■ Passage shown:
• • • • • • •

We know life only to the extent we are attentive to it. What is the depth of your attention, only to that extent do you experience life. If your attention is very profound, your experience of life is very profound. When your experience of life is very profound, it may find some expression in just the simple work that you are doing, or it may find expression in poetry, music, or whatever else.
What kind of expression you will find simply depends upon what sort of attention you have. Is your attention simply there for everything? Is it like a simple light bulb – if you turn it on, a light bulb’s light falls on everything – or do you attend to only a certain type? Most people can pay attention only to a certain thing that they think is of interest. What is worth your attention and what is not– this is a wrong way to look at life. The source of creation did not pay any less attention to creating an ant than creating a human being. When this is the nature of creation, who are you to decide what is worth paying attention to and what is not?
What Is the Inspiration Behind Sadhguru’s Creativity?
Question: When you are writing poetry or painting, what kind of mindset do you have?
Sadhguru: This may sound a little strange, but when I write poetry, I do not even read it the second time. I do not think of a particular concept. In some way, I drip poetry. That same thing may be becoming a painting in some form. Whether I am speaking, driving, teaching, writing, or painting, for me it is just about the same thing. Finding expression is not the word because if you want to express you must have some thought, idea, philosophy, or ideology. For me, it is more of a drip than an expression. I am always willing, but if the situation is willing, I will become a torrent, otherwise I will drip.
Sadhguru’s Perspective on Art
Question: Sadhguru do you distinguish between popular art and fine art? Do you think art has hierarchy at all?

• • • • • • •

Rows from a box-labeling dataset
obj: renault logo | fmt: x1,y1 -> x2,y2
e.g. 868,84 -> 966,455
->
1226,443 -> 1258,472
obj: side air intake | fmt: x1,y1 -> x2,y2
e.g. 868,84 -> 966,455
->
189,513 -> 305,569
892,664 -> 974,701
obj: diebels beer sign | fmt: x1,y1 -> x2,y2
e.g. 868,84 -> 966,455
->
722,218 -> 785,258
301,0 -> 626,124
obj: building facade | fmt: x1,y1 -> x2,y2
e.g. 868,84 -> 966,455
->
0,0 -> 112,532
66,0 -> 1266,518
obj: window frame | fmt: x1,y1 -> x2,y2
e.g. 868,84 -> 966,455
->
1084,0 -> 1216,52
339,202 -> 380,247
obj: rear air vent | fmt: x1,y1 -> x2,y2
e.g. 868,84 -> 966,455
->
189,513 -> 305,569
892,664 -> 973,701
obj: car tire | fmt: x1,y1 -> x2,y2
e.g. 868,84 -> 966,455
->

• • • • • • •

■ To-do list:
1: In the passage on attention and creativity, why does Sadhguru reject "finding expression" as the right word for how his poetry and painting come about? Answer in one to three sentences.
2: Resume the passage on attention and creativity after its last sentence, the question about popular art and fine art.

■ Results in order:
1: He says that to express something you must have some thought, idea, philosophy, or ideology, and he does not start from a particular concept. For him, it is more of a drip than an expression.

2:
Sadhguru: No, not at all. If at all if I have to make some kind of categorization of art, I would separate art coming from deep levels of frustration from art coming from joy. This art coming from deep levels of suffering and frustration became the style of European art at a certain period of time, and the whole world is trying to imitate that now, which is a very negative thing, because when such things are always on your walls, slowly it will have an impact on you. If it cannot have any impact on you, it cannot be called art. It is capable of impacting you– in many ways, not just visually.
Unfortunately, the religions in the world have eulogized suffering. In the Yogic culture, we have always valued ananda, blissfulness, and ecstasy as the highest value. Suffering is not valued because we always saw suffering as self-created, whereas joy as not self-created. When you are connected with life, you are naturally blissful; when you are unconnected with life and become a mental mess, and then you have suffering and frustration. So I would like to categorize art in these two ways – art which comes from that deep level of frustration and suffering, and art which comes from a joyful expression of life.